Give the total number of lines in the data below that include "court", and nothing else.

(Records excerpted from a collection)
BEGIN

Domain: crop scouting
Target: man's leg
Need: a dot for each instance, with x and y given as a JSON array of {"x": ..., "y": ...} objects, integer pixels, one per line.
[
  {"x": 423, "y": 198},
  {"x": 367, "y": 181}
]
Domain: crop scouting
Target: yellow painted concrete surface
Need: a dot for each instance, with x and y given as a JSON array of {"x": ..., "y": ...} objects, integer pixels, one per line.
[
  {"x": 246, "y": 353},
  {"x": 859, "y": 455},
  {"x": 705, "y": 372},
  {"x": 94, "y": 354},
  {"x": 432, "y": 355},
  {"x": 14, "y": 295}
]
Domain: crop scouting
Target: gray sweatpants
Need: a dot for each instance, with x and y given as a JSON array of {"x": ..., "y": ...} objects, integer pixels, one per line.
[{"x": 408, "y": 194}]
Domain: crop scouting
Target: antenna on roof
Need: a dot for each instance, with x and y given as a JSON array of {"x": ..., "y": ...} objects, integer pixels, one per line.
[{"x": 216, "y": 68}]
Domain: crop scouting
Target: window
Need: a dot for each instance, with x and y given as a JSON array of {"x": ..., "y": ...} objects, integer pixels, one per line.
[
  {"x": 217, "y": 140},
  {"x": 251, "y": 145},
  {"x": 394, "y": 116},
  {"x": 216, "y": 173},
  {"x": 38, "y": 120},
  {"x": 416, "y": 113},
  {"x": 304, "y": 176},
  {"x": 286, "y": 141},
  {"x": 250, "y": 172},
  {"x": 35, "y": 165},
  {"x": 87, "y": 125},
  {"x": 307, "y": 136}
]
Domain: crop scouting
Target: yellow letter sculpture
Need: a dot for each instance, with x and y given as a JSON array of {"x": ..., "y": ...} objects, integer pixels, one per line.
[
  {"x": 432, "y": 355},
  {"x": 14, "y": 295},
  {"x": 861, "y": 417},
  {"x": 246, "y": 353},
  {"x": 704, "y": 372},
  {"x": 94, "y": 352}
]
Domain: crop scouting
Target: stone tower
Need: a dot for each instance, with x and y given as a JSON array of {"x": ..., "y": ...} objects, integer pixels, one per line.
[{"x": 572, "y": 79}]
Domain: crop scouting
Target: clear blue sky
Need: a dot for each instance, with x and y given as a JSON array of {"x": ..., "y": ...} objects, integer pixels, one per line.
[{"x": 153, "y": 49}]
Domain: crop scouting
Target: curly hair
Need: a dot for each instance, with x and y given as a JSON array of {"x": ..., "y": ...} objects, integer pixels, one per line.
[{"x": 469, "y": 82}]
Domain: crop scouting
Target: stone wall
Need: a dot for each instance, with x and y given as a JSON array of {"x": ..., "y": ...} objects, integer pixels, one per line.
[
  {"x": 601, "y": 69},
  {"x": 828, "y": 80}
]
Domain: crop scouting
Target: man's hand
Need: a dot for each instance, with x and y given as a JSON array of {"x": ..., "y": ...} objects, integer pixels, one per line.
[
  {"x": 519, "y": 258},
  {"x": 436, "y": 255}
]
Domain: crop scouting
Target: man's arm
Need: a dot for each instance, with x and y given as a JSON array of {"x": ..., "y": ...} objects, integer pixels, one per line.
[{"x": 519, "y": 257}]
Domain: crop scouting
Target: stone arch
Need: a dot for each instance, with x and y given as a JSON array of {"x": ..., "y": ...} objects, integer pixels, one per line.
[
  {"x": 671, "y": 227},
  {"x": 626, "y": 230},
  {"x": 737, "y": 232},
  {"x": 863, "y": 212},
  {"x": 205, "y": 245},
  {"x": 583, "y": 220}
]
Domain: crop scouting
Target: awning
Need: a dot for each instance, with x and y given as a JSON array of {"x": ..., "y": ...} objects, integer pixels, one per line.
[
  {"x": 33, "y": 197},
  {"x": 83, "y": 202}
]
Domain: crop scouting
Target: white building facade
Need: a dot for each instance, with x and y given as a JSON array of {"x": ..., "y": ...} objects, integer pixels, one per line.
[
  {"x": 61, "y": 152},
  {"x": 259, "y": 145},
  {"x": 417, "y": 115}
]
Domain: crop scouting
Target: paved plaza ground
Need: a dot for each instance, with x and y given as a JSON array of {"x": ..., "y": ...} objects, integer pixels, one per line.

END
BEGIN

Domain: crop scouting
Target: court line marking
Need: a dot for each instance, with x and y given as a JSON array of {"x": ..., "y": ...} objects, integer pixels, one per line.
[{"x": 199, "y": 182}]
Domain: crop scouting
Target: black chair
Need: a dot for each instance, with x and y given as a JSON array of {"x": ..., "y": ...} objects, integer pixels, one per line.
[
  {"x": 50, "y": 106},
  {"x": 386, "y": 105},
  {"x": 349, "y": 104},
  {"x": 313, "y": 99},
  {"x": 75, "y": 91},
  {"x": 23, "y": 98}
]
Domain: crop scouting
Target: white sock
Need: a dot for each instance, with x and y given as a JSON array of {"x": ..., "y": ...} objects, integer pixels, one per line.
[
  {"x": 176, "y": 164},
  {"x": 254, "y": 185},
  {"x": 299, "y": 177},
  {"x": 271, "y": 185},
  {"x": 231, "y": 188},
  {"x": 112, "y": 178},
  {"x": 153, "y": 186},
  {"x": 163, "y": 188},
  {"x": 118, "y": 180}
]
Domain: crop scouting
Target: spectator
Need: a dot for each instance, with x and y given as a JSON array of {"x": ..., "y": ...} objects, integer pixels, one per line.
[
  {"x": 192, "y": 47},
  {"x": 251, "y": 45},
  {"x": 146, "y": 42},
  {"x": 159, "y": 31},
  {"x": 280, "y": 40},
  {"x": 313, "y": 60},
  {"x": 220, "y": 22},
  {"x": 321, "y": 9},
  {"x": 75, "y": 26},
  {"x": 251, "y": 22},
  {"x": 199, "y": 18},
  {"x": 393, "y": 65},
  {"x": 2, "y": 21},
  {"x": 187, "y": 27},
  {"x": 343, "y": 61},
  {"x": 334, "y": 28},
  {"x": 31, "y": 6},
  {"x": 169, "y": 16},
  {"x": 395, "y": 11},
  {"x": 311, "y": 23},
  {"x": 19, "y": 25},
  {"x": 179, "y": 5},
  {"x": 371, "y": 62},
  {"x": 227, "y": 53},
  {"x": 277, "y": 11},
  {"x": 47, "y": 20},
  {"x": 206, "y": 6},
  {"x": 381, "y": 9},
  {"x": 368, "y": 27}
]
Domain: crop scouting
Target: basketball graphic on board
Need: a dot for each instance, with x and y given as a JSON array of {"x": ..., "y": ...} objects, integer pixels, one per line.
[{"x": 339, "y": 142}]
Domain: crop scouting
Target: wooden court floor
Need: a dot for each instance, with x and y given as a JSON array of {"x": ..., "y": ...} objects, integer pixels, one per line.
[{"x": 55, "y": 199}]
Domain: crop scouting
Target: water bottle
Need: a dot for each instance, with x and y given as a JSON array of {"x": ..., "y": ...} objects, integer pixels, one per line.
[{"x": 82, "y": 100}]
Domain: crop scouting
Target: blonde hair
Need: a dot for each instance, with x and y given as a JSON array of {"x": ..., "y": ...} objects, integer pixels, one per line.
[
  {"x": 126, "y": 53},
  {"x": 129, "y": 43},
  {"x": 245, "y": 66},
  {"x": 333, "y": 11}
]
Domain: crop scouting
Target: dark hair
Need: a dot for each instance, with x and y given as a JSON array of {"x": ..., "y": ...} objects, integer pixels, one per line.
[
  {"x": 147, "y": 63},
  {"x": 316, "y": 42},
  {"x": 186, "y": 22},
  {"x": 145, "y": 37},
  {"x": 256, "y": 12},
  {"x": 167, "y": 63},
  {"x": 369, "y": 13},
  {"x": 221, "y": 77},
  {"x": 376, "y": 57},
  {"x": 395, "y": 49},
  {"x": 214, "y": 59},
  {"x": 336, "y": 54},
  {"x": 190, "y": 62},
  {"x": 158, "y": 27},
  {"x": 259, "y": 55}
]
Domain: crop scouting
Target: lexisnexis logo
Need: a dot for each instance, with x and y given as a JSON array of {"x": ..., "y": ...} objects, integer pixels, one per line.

END

### Answer space
2